▶ _Your assignment_
Pictures do not belong in the copy, so please give every entry below again exactly.

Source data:
────────────────────────────────────────

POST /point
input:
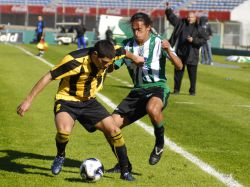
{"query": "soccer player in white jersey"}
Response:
(150, 92)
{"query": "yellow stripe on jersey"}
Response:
(80, 78)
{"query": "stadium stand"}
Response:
(211, 5)
(214, 5)
(24, 2)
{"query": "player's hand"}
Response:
(139, 60)
(23, 107)
(167, 5)
(190, 39)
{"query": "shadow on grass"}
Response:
(120, 86)
(9, 164)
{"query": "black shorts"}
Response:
(133, 107)
(88, 113)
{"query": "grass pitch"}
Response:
(214, 126)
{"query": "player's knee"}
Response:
(62, 137)
(153, 111)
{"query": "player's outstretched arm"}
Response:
(137, 60)
(176, 61)
(39, 86)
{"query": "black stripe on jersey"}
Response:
(81, 52)
(120, 51)
(73, 84)
(87, 85)
(65, 68)
(99, 80)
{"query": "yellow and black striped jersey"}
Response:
(80, 78)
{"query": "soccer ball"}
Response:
(91, 170)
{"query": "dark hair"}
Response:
(105, 48)
(140, 16)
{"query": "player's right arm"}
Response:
(39, 86)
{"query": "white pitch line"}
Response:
(226, 179)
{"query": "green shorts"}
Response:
(133, 107)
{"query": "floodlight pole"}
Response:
(97, 15)
(27, 14)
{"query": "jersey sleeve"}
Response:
(166, 54)
(120, 55)
(67, 67)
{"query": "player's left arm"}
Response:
(39, 86)
(176, 61)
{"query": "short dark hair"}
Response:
(140, 16)
(105, 48)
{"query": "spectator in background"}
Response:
(109, 35)
(39, 29)
(189, 36)
(206, 52)
(40, 37)
(80, 32)
(1, 27)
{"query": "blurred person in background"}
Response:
(80, 32)
(188, 36)
(109, 35)
(39, 28)
(206, 52)
(42, 46)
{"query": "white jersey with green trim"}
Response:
(152, 73)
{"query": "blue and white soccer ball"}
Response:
(91, 170)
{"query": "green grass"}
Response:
(215, 128)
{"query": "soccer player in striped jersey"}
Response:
(82, 73)
(150, 92)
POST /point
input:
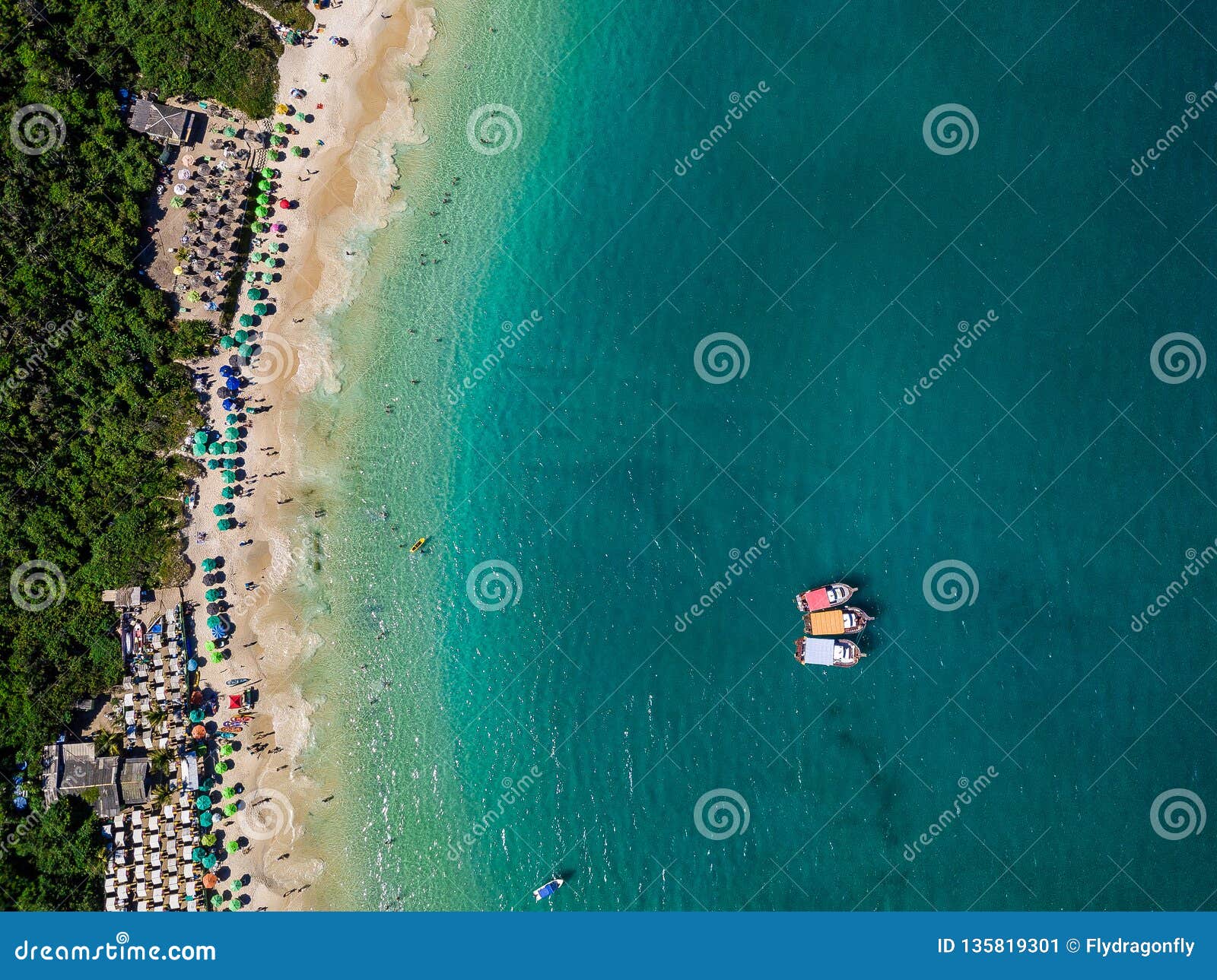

────────────────────────────────────────

▶ _Task output_
POST /point
input:
{"query": "soccer player in white jersey"}
Response:
(150, 92)
{"query": "yellow stripe on jersey"}
Response:
(80, 78)
{"query": "stadium stand"}
Response:
(211, 5)
(214, 5)
(24, 2)
{"query": "player's hand"}
Response:
(139, 60)
(23, 107)
(167, 5)
(190, 39)
{"query": "shadow on grass"}
Response:
(120, 86)
(9, 164)
{"query": "black shorts"}
Response:
(133, 107)
(88, 113)
{"query": "grass pitch"}
Response:
(214, 126)
{"query": "player's knee"}
Response:
(62, 137)
(153, 111)
{"query": "player's outstretched arm"}
Response:
(137, 60)
(176, 61)
(39, 86)
{"query": "black stripe on jersey"}
Response:
(81, 52)
(120, 51)
(73, 84)
(87, 85)
(65, 68)
(99, 80)
{"query": "yellow and black striped jersey"}
Response:
(80, 78)
{"query": "soccer ball"}
Response:
(91, 170)
{"query": "dark hair"}
Response:
(105, 48)
(140, 16)
{"query": "player's right arm"}
Response:
(39, 86)
{"query": "white pitch line"}
Response:
(226, 179)
{"query": "green shorts"}
Response:
(133, 107)
{"query": "floodlight pole"}
Response:
(97, 15)
(27, 14)
{"query": "jersey sleeve"}
Response:
(166, 54)
(120, 55)
(67, 67)
{"query": "player's left arm"}
Response:
(39, 86)
(176, 61)
{"query": "short dark hair"}
Response:
(140, 16)
(105, 48)
{"query": "spectator in background"}
Response:
(109, 35)
(39, 29)
(189, 36)
(206, 52)
(40, 37)
(80, 32)
(1, 27)
{"query": "blurred person in background"}
Response:
(80, 32)
(188, 36)
(109, 35)
(39, 28)
(206, 52)
(42, 46)
{"query": "white jersey with green trim"}
Response:
(152, 73)
{"query": "blue and white soccer ball"}
Response:
(91, 170)
{"query": "green grass"}
Response:
(215, 128)
{"query": "soccer player in striped jersey"}
Response:
(82, 73)
(150, 92)
POST /point
input:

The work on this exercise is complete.